• **Tasks and exercises**
- a) About the Bill Proenza text:
(i) What occupation does the table give for him?
(ii) On what date did he become director of the National Hurricane Center?
(iii) In which city is the Southern Region Headquarters he returned to in late September 2007?
- b) Edit the Bill Proenza text, starting at "Bill Proenza was" and ending at "Late September 2007.". Swap "raised" for "grew up".

--- Reading text ---

| Bill Proenza | |
|---|---|
| Born | New York |
| Alma mater | Florida State University |
| Occupation | meteorologist |
Xavier William "Bill" Proenza was the Southern Region Director of the United States National Weather Service from 1999-2007 and 2007-2013. He was also previously the director of the National Hurricane Center (NHC) from January 4, 2007 to July 9, 2007.
Bill Proenza was born in New York, and raised in Florida. He graduated from Florida State University. He joined the National Hurricane Center in 1963 and 1964, becoming a reconnaissance meteorologist from 1965 through 1967. After working at the National Weather Service field offices in Huntsville, Alabama (1968), Columbus, Georgia (1969), and Atlanta, Georgia (1970), he headed for work at NWS headquarters in Silver Spring, Maryland and Central Region headquarters before working for Southern Region headquarters in the late 1980s as deputy director, a position he served through the 1990s, before becoming its director in 1999. The Former NHC Director returned to the National Weather Service's Southern Region Headquarters in Fort Worth, Texas in Late September 2007.

--- Source data ---

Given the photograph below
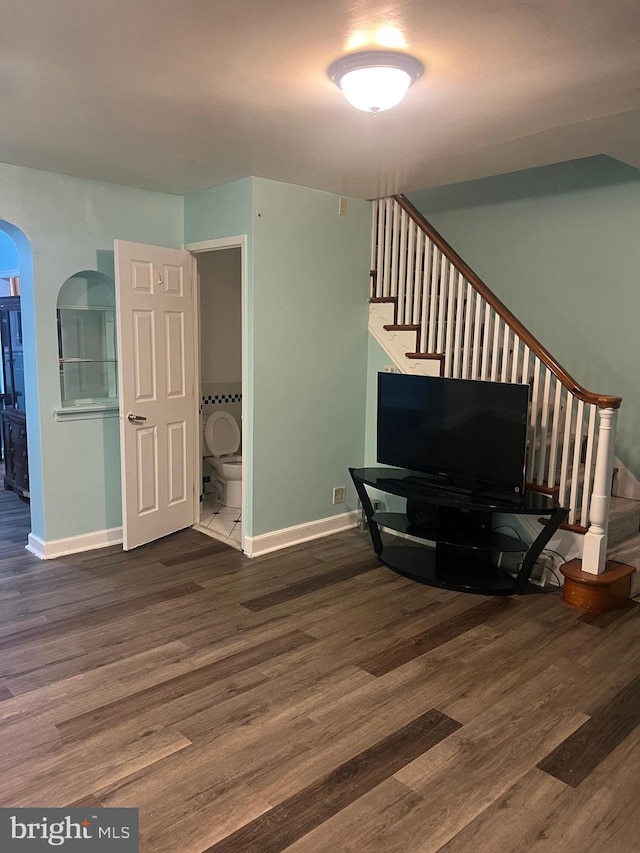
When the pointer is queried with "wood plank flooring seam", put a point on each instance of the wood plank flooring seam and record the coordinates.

---

• **Answers in order**
- a)
(i) Meteorologist
(ii) January 4, 2007
(iii) Fort Worth, Texas

- b)
Bill Proenza was born in New York, and grew up in Florida. He graduated from Florida State University. He joined the National Hurricane Center in 1963 and 1964, becoming a reconnaissance meteorologist from 1965 through 1967. After working at the National Weather Service field offices in Huntsville, Alabama (1968), Columbus, Georgia (1969), and Atlanta, Georgia (1970), he headed for work at NWS headquarters in Silver Spring, Maryland and Central Region headquarters before working for Southern Region headquarters in the late 1980s as deputy director, a position he served through the 1990s, before becoming its director in 1999. The Former NHC Director returned to the National Weather Service's Southern Region Headquarters in Fort Worth, Texas in Late September 2007.